==== Input for this task ====
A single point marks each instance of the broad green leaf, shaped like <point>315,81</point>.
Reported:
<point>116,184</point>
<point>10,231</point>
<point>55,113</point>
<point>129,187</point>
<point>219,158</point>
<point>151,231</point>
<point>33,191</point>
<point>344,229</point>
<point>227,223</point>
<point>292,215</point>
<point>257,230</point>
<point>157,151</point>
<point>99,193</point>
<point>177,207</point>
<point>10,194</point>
====
Task directions => Write out every line of the records above again, request included, and shift each coordinate in the answer points up by 62. Leave the sample point inside the request unchanged.

Reply to the task =>
A single point marks each instance of the broad green leaf, shaped like <point>315,81</point>.
Reported:
<point>178,246</point>
<point>72,293</point>
<point>117,175</point>
<point>191,249</point>
<point>281,220</point>
<point>213,293</point>
<point>95,253</point>
<point>406,291</point>
<point>289,285</point>
<point>354,277</point>
<point>319,292</point>
<point>219,213</point>
<point>161,255</point>
<point>239,269</point>
<point>72,256</point>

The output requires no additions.